■ **Records contained in a dataset**:
——

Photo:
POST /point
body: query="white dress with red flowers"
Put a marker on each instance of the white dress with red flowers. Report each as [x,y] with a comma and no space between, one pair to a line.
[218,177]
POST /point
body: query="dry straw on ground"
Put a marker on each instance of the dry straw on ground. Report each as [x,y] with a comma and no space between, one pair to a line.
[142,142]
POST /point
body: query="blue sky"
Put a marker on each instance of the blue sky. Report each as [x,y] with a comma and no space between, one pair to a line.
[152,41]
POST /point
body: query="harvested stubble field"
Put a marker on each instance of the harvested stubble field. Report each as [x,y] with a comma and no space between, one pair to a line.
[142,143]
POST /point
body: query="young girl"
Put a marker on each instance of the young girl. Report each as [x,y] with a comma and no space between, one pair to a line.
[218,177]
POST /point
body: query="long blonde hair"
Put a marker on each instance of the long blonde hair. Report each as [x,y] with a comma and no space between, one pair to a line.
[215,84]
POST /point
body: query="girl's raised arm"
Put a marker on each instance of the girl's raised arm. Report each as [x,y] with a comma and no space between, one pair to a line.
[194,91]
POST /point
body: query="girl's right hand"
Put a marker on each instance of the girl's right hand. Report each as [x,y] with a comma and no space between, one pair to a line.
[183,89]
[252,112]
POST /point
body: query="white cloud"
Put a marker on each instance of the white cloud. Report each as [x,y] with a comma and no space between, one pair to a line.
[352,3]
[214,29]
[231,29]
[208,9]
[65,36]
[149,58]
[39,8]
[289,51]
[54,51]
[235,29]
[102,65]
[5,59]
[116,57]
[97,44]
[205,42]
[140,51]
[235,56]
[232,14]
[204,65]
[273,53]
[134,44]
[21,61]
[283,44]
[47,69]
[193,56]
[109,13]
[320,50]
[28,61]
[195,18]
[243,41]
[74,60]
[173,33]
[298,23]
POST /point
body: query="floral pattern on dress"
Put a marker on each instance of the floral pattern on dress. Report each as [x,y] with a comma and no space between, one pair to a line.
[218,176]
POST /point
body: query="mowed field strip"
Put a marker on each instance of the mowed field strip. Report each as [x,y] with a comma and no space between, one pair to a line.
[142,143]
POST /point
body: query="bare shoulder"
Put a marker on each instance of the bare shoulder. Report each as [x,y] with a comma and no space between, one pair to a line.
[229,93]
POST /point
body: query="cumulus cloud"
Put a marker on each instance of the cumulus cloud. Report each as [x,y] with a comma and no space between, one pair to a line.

——

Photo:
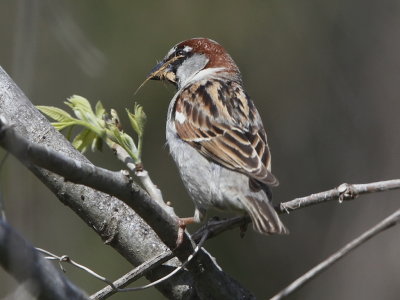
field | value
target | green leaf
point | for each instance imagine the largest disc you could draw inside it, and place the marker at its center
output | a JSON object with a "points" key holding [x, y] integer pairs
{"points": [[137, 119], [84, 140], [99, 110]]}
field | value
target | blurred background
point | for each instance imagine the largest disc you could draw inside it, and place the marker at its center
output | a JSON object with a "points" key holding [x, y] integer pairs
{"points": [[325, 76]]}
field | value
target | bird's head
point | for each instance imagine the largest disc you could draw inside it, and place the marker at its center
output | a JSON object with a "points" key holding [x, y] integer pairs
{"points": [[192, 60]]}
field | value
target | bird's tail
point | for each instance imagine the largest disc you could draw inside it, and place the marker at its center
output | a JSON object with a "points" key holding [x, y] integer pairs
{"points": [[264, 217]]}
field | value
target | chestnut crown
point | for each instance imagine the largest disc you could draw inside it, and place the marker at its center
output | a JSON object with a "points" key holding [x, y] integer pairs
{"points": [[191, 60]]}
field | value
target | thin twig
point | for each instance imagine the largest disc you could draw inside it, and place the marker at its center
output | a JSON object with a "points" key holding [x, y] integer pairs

——

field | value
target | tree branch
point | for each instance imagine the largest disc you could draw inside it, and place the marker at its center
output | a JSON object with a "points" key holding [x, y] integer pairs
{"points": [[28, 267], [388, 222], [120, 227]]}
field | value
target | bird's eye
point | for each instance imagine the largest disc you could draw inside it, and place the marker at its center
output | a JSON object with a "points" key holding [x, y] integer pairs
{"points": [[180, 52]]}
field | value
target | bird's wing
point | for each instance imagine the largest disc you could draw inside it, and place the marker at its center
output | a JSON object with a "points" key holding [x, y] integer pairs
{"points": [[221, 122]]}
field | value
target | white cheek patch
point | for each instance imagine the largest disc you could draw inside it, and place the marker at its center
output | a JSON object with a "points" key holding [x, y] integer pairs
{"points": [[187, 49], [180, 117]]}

——

■ **Assignment**: Your answer should consist of the lines from the line with "Put a marker on each instance of the bare" to the line with "Put a marker on each instance of the cumulus" above, repeated exactly, both ends included.

■ **Output**:
Put a marker on each instance of the bare shoulder. Report each as [x,y] with a comma and no space between, one pair to a line.
[229,93]
POST /point
body: query="cumulus cloud"
Put a marker on each instance of the cumulus cloud. Report each as [x,y] with a comma and no space between, one pair to a line.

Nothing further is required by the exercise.